Copy out every line of the records below, requests included, and raise each point coordinate in the answers by 91. Leave all other numbers unchanged.

------------

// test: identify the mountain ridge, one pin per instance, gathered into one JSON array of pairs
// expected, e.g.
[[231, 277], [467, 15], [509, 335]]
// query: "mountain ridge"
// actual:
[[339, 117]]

------------

■ TASK SOLUTION:
// test: identify the mountain ridge, one pin per instance, gathered into one JSON array of pairs
// expected, e.g.
[[231, 277], [467, 15], [509, 335]]
// query: "mountain ridge"
// actual:
[[430, 208]]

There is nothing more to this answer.